> _Problem to work on_: Repeat the listing that follows character for character, omitting images.

### Records shown

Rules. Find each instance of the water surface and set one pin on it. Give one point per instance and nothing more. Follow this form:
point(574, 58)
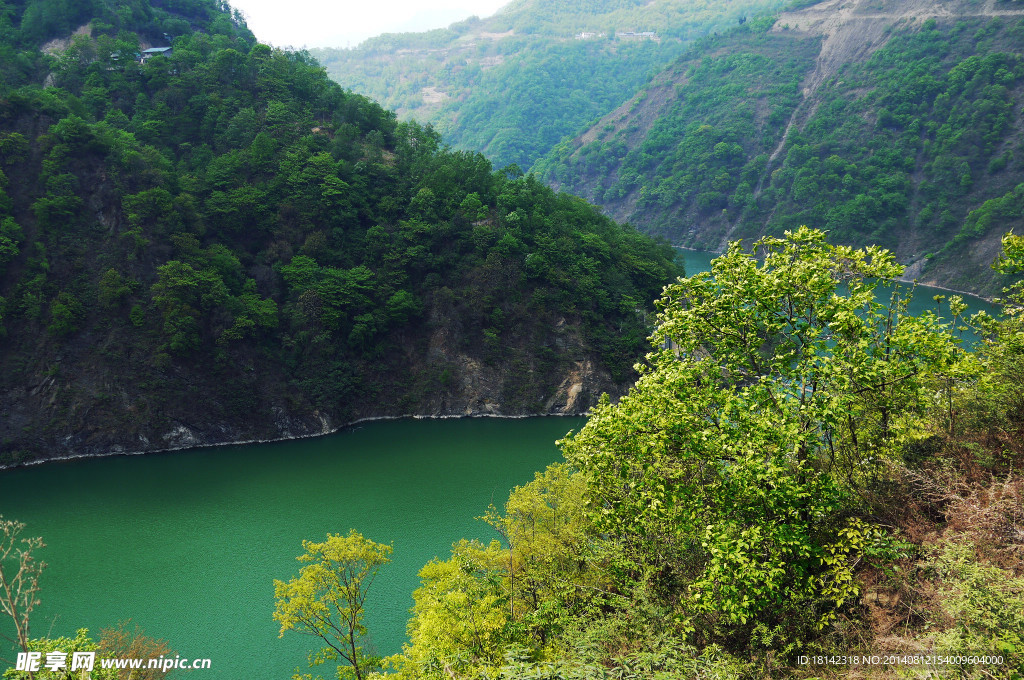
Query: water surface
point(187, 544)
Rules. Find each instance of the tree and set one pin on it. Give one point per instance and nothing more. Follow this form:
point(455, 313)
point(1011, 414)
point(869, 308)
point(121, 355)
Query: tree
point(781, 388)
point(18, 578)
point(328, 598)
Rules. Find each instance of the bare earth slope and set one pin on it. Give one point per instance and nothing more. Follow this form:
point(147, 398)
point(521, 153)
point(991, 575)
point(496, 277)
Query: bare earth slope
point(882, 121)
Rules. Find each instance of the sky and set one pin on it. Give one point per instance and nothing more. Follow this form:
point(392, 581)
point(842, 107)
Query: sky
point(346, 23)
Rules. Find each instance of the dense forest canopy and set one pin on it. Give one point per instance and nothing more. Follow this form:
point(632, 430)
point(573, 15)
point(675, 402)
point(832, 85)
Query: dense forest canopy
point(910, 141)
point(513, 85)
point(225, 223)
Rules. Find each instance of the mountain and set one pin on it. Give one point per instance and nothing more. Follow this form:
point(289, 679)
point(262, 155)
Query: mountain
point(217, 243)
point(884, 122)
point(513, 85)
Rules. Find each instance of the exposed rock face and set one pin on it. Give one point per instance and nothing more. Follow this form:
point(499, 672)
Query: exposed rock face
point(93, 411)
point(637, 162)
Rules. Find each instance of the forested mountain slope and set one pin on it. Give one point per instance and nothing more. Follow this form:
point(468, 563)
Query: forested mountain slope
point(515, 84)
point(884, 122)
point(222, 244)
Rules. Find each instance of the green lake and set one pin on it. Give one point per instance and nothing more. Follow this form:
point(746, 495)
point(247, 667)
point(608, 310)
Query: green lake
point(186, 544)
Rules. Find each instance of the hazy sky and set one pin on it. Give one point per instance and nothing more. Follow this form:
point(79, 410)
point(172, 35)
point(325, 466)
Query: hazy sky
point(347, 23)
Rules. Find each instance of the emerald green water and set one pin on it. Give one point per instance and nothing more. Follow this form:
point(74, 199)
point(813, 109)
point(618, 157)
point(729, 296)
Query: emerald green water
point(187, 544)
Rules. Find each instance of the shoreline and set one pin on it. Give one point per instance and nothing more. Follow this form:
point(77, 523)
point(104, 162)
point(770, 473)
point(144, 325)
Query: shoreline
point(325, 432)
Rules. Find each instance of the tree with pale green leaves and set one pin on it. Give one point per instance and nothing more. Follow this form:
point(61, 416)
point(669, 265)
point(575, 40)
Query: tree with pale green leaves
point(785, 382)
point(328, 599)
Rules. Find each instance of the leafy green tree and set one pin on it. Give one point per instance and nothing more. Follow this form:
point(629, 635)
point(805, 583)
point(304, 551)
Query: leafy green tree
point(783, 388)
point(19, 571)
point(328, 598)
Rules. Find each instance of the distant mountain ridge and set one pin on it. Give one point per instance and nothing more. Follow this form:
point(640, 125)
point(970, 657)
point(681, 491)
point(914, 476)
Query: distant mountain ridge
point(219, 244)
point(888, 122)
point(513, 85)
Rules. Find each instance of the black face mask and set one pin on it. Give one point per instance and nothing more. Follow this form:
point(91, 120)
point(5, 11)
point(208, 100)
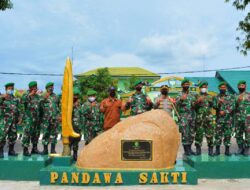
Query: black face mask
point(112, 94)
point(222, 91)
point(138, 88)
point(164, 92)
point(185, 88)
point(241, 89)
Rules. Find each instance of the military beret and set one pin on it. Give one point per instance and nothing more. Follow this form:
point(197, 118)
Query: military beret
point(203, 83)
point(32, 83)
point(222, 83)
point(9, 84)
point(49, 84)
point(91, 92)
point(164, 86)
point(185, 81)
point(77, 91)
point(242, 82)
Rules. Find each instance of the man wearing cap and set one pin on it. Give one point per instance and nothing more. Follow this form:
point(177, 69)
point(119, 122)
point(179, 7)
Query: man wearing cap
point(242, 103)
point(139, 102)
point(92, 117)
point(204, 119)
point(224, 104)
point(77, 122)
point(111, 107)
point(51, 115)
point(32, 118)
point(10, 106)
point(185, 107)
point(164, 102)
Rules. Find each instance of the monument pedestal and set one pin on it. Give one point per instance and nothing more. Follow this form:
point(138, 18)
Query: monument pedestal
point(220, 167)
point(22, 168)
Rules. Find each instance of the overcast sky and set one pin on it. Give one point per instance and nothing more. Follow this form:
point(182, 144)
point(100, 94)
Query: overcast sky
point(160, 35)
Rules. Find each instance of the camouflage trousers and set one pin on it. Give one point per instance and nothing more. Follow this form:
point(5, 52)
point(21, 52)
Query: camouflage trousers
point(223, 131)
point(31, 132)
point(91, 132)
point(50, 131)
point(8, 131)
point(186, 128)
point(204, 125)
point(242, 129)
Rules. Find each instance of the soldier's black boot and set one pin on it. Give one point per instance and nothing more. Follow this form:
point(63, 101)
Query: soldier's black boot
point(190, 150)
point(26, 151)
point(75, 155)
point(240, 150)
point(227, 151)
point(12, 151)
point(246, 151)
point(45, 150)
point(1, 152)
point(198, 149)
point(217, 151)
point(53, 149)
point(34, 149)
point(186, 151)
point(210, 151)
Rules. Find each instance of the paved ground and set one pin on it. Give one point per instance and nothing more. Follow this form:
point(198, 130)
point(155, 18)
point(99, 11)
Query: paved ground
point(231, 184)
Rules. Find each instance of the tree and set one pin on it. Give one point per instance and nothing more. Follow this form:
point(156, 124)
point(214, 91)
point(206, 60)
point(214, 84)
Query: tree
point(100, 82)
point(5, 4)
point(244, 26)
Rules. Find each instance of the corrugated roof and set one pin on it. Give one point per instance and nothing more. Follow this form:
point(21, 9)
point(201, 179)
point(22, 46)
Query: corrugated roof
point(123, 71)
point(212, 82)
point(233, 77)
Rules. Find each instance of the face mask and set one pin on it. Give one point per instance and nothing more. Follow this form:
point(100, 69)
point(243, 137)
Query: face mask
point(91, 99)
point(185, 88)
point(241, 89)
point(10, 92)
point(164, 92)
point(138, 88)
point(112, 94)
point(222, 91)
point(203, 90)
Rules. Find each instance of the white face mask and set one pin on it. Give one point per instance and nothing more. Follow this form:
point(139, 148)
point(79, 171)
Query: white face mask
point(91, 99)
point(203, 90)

######

> _Written solution_:
Rules. Find each instance of the water surface and set one pin on it. Give one point per instance and nothing more. Follow this form:
point(574, 58)
Query: water surface
point(187, 544)
Rules. Find each instance of the tree and set one pin on it. Give one point per instance and nothing more. Follow this form:
point(455, 313)
point(1011, 414)
point(869, 308)
point(121, 355)
Query: tree
point(781, 388)
point(18, 578)
point(328, 598)
Rules. Find each instance of the bare earth slope and set one pin on it. Give one point per instance and nothing more. Follow this form:
point(147, 398)
point(521, 153)
point(991, 575)
point(496, 277)
Query: bare earth slope
point(882, 121)
Rules. Find each instance of the sky and set one pin on it. Give one point per instance and nothing more. Follow this form:
point(392, 581)
point(842, 107)
Query: sky
point(346, 23)
Rules. Find each instance of the dense forest canopy and set one pin on it. Give one point per instance and nothing more. Follow this form:
point(632, 430)
point(573, 15)
point(675, 402)
point(832, 85)
Query: dense forest canopy
point(910, 141)
point(513, 85)
point(225, 223)
Rules. Find each instance of the mountain and set one pin on it. Give one point per instance and nothing more. Follow this form:
point(289, 679)
point(262, 155)
Query: mountain
point(217, 243)
point(884, 122)
point(513, 85)
Rules. Find each instance of the exposed rock face and set one pin on it. Give one point per instance and nothing more. Follow this form:
point(499, 672)
Query: exposed rock face
point(93, 411)
point(637, 162)
Rules. Find each instance of the forested mountain slope and set one pin on it. Give one point per instance and nothing more. Follow this form:
point(468, 563)
Query: forested mountain slope
point(515, 84)
point(884, 122)
point(222, 244)
Rules. Find each instance of the green lake and set one pin on it. Give one point per instance and nothing more. Follow this form:
point(746, 495)
point(247, 667)
point(608, 310)
Query: green lake
point(186, 544)
Rules. Find each instance of the hazy sky and set one pin on it. Give one point per instance and nothing more. Follow this form:
point(79, 410)
point(172, 35)
point(325, 466)
Query: hazy sky
point(347, 23)
Rules. Find each instance of the emerald green water and set one pin on it. Give one point per instance and nothing more. Follow this form:
point(74, 199)
point(813, 109)
point(618, 157)
point(729, 296)
Query: emerald green water
point(187, 544)
Rules. Find each instance of the shoreline and set one pin on it. Give one point per instance and nothing more. Follow this form:
point(77, 523)
point(104, 162)
point(770, 473)
point(144, 325)
Query: shoreline
point(325, 432)
Rules. Find each instance of the tree with pale green leaves and set one pin on it. Give one point per instance and nothing more. Follow this form:
point(61, 416)
point(669, 265)
point(575, 40)
Query: tree with pale green leaves
point(785, 382)
point(328, 599)
Rules. Find each instance of the leafy green tree and set one pin on it. Give one point per instance and nothing more. Follow this form:
point(629, 635)
point(805, 583)
point(304, 551)
Query: leafy green tree
point(783, 388)
point(19, 571)
point(328, 598)
Rules. Find each instance of the distant mountain ridge and set one pin on it. Give one point per instance and nothing more. Follow this form:
point(640, 125)
point(970, 657)
point(681, 491)
point(914, 476)
Query: distant mountain ridge
point(219, 244)
point(888, 122)
point(513, 85)
Rules. Find each instance of the black face mask and set one pin on it. Give one point per instance and nothing more. Follow this form:
point(91, 120)
point(5, 11)
point(208, 100)
Query: black face mask
point(112, 94)
point(222, 91)
point(138, 88)
point(164, 92)
point(185, 88)
point(241, 89)
Rules. Find each instance of the military beret and set one pin on it. Give one point per instance and nothing more. Follow this form:
point(197, 118)
Query: military beret
point(203, 83)
point(32, 83)
point(222, 83)
point(9, 84)
point(49, 84)
point(91, 92)
point(164, 86)
point(185, 81)
point(77, 91)
point(242, 82)
Rules. Find each instance of the man wearing cap and set one pin on it. Give one point per instance and nothing more. Follow this form:
point(177, 69)
point(119, 122)
point(179, 7)
Query: man wearing cap
point(242, 103)
point(139, 102)
point(92, 117)
point(204, 119)
point(224, 104)
point(77, 122)
point(111, 107)
point(51, 115)
point(32, 118)
point(10, 106)
point(185, 107)
point(164, 102)
Rules. Find each instance of the monument pedestal and set one pin on it. Give one point per instance and nothing more. Follow this form:
point(138, 18)
Query: monument pedestal
point(220, 167)
point(22, 168)
Rules. Find each instance of the overcast sky and set one pin on it. Give one point per instance and nothing more. Follow this form:
point(182, 144)
point(100, 94)
Query: overcast sky
point(160, 35)
Rules. Find each instance of the camouflage trousers and set one pin on it. Give one point per instance and nothing more. Follow this form:
point(5, 52)
point(21, 52)
Query: camouflage trousers
point(223, 131)
point(31, 132)
point(91, 132)
point(50, 131)
point(8, 131)
point(186, 128)
point(204, 125)
point(242, 129)
Rules. Find each instance of the soldier's black boot and set one pin on it. Give one point per instance and nothing more. Follow this form:
point(63, 101)
Query: soldier's black boot
point(190, 150)
point(26, 151)
point(75, 155)
point(240, 150)
point(227, 151)
point(12, 151)
point(246, 151)
point(45, 150)
point(1, 152)
point(198, 149)
point(217, 151)
point(53, 149)
point(34, 149)
point(186, 151)
point(210, 151)
Rules. Find each instance of the paved ground and set one pin on it. Give one point per instance and nothing more. Follow this form:
point(198, 130)
point(155, 18)
point(99, 11)
Query: paved ground
point(231, 184)
Rules. Find each instance of the tree and set one pin on it. Give one point per instance and nothing more. Follow this form:
point(156, 124)
point(214, 91)
point(206, 60)
point(214, 84)
Query: tree
point(100, 82)
point(5, 4)
point(244, 26)
Rules. Find each instance of the corrugated roof and set one pin on it. Give one point per instance and nothing more. Follow this form:
point(21, 9)
point(201, 179)
point(22, 46)
Query: corrugated roof
point(123, 71)
point(212, 82)
point(233, 77)
Rules. Find each instance of the face mask and set one pin on it. Give one point per instance and nothing more. Follow this form:
point(100, 69)
point(243, 137)
Query: face mask
point(91, 99)
point(185, 88)
point(241, 89)
point(10, 92)
point(164, 92)
point(138, 88)
point(112, 94)
point(222, 91)
point(203, 90)
Rules. Find each instance of the white face mask and set one pin on it. Give one point per instance and nothing more. Follow this form:
point(139, 148)
point(79, 171)
Query: white face mask
point(91, 99)
point(203, 90)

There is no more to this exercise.